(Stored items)
────

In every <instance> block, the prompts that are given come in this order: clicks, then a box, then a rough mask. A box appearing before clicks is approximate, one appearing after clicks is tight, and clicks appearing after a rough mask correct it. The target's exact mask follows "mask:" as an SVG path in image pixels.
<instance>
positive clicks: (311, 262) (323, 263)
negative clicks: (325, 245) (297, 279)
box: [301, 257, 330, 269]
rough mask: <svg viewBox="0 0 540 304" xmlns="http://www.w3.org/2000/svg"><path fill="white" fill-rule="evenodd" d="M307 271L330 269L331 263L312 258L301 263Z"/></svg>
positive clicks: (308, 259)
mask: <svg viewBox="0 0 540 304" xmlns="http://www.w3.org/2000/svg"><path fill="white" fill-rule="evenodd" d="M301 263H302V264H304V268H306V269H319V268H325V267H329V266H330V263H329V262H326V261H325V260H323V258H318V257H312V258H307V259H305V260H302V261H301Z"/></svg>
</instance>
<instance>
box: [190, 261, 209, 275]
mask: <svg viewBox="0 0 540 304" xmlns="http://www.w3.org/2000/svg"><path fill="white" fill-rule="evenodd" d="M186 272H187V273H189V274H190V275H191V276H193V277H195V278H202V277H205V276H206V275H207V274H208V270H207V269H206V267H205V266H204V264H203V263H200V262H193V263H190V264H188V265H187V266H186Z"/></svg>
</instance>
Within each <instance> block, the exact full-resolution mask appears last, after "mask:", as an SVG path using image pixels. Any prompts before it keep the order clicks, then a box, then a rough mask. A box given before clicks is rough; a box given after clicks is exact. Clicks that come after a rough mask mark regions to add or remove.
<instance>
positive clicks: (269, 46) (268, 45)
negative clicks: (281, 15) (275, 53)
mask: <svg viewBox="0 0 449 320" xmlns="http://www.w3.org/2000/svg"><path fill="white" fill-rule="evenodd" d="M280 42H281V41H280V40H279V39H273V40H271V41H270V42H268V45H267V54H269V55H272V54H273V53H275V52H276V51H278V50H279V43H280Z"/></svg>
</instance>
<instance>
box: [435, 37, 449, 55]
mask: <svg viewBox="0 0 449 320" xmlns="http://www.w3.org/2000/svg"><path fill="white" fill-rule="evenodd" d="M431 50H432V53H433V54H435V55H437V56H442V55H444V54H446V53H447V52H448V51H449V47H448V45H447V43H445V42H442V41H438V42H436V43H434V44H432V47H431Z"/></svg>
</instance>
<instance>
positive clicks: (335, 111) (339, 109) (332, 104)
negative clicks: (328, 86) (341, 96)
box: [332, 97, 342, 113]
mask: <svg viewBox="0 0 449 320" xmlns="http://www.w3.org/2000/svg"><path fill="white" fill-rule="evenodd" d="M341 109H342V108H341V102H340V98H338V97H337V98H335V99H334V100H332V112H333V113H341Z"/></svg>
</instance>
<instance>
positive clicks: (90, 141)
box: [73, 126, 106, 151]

────

**Work request**
Write out the listing again, substituting "foreground clicks" for each "positive clicks" and keeping everything else the same.

**Response for this exercise**
In every <instance> block, the prompts that are given come in this order: clicks, then a box, then a rough mask. A box appearing before clicks is approximate, one appearing after clicks is tight, and clicks appearing after a rough mask correct it. The target's exact mask follows "mask:" as an SVG path in image pixels.
<instance>
foreground clicks: (311, 262) (323, 263)
negative clicks: (325, 245) (297, 279)
box: [301, 257, 330, 269]
rough mask: <svg viewBox="0 0 540 304" xmlns="http://www.w3.org/2000/svg"><path fill="white" fill-rule="evenodd" d="M307 271L330 269L331 263L312 258L301 263Z"/></svg>
foreground clicks: (308, 259)
mask: <svg viewBox="0 0 540 304" xmlns="http://www.w3.org/2000/svg"><path fill="white" fill-rule="evenodd" d="M301 263H302V264H304V268H306V269H319V268H325V267H329V266H330V263H329V262H326V261H325V260H323V258H318V257H312V258H307V259H305V260H302V261H301Z"/></svg>
</instance>
<instance>
box: [190, 261, 209, 275]
mask: <svg viewBox="0 0 540 304" xmlns="http://www.w3.org/2000/svg"><path fill="white" fill-rule="evenodd" d="M186 272H187V273H189V274H190V275H191V276H193V277H195V278H202V277H205V276H206V275H207V274H208V270H207V269H206V267H205V266H204V264H203V263H200V262H193V263H190V264H188V265H187V266H186Z"/></svg>
</instance>
Within each <instance> block, the exact full-resolution mask appears last, after "mask:", as an SVG path using image pixels. Any prompts before it keep the order clicks, then a box, then a rough mask. A box given before clicks is rough; a box given after clicks is exact. Clicks that come after a rough mask mark regions to add or remove.
<instance>
foreground clicks: (269, 46) (268, 45)
negative clicks: (281, 15) (275, 53)
mask: <svg viewBox="0 0 449 320" xmlns="http://www.w3.org/2000/svg"><path fill="white" fill-rule="evenodd" d="M280 42H281V41H280V40H279V39H273V40H271V41H270V42H268V45H267V54H269V55H272V54H273V53H275V52H276V51H278V50H279V43H280Z"/></svg>
</instance>
<instance>
box: [435, 37, 449, 55]
mask: <svg viewBox="0 0 449 320" xmlns="http://www.w3.org/2000/svg"><path fill="white" fill-rule="evenodd" d="M431 50H432V53H433V54H435V55H437V56H442V55H444V54H446V53H447V52H448V51H449V47H448V45H447V43H445V42H442V41H438V42H436V43H434V44H432V47H431Z"/></svg>
</instance>
<instance>
foreground clicks: (335, 111) (339, 109) (332, 104)
negative clicks: (328, 86) (341, 96)
box: [332, 97, 342, 113]
mask: <svg viewBox="0 0 449 320" xmlns="http://www.w3.org/2000/svg"><path fill="white" fill-rule="evenodd" d="M341 109H342V108H341V102H340V98H338V97H337V98H335V99H334V100H332V112H333V113H341Z"/></svg>
</instance>
<instance>
foreground clicks: (90, 141)
box: [73, 126, 106, 151]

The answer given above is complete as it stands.